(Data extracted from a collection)
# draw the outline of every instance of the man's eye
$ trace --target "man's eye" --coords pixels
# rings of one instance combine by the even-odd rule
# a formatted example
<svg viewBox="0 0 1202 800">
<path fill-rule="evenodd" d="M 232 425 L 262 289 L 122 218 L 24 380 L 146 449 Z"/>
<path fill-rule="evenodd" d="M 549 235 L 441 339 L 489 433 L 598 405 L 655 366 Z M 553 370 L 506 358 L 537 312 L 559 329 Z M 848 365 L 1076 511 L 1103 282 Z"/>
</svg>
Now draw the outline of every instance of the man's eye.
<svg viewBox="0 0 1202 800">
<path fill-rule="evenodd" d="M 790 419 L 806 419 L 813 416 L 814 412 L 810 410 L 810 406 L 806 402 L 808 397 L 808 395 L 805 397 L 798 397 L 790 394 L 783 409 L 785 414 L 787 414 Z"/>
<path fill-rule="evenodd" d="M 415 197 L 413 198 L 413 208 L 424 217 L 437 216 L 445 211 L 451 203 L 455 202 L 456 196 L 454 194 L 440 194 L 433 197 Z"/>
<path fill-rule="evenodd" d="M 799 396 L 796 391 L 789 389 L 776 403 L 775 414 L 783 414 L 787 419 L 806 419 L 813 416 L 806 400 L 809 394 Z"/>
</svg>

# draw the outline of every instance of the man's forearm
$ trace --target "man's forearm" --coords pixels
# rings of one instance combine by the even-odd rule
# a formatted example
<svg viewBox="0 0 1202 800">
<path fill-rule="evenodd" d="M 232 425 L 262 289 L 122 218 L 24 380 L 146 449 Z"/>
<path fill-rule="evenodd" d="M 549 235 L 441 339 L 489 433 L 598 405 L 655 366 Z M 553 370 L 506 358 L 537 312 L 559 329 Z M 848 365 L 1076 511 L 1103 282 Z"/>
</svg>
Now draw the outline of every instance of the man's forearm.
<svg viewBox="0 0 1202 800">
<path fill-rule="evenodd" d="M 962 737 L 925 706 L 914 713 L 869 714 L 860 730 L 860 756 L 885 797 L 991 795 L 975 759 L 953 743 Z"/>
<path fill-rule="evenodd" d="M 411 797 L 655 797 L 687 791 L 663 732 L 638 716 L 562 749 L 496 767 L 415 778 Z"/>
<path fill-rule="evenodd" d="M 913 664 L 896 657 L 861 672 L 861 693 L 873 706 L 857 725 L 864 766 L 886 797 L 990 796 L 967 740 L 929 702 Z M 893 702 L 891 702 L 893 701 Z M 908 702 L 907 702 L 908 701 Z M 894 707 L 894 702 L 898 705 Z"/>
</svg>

# Aim of the task:
Among the records above, find the lines where the word "trace" appears and copy them.

# Reply to the exercise:
$ trace --target "man's eye" --coords pixels
$ trace --target "man's forearm" --coords pixels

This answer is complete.